To: NicholasC who wrote (5181)3/10/1998 9:51:00 PM
From: jkb  Read Replies (1) | Respond to of 9068
 
Let's see if this does anything for the stock tomorrow.

-Jay
______-
Thin-client servers to beta
By Ben Heskett
Staff Writer, CNET NEWS.COM
March 10, 1998, 5:30 p.m. PT

Much-anticipated server software from Microsoft (MSFT)
and Citrix Systems (CTXS) soon will move another step
toward release.

Both companies will announce the availability of second
betas for their respective approaches to "thin client"
computing tomorrow.

Microsoft's Windows Terminal Server (WTS), formerly
code-named Hydra, represents the company's effort to
bring its fast-growing Windows NT operating system (OS)
into a variety of markets, with WTS serving as a software
add-on.

Citrix's "pICAsso" technology extends WTS's
Windows-only functionality to Java and network
computer (NC)-based "thin client" schemes. Citrix uses an
internally developed protocol called ICA, for Independent
Computing Architecture, to facilitate support for a variety
of clients.

Both sets of software rest on a server and provide
applications to different types of desktops, essentially
offering users a window into software running on a server
machine. In the case of MTS, Microsoft will support all
types of Windows clients, from Windows terminals to
older installations of Windows 3.51 desktops.

• • • • •

**PROBLEM STATEMENT:**
From the thin-client post, return the passage that begins at the words "Both companies will" and stops after "operating system (OS)", copied word for word.

**MATERIAL:**
• • • • •

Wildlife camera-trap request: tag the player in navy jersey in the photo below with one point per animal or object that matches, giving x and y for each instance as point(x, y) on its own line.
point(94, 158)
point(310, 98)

• • • • •

**OUTPUT:**
Both companies will announce the availability of second
betas for their respective approaches to "thin client"
computing tomorrow.

Microsoft's Windows Terminal Server (WTS), formerly
code-named Hydra, represents the company's effort to
bring its fast-growing Windows NT operating system (OS)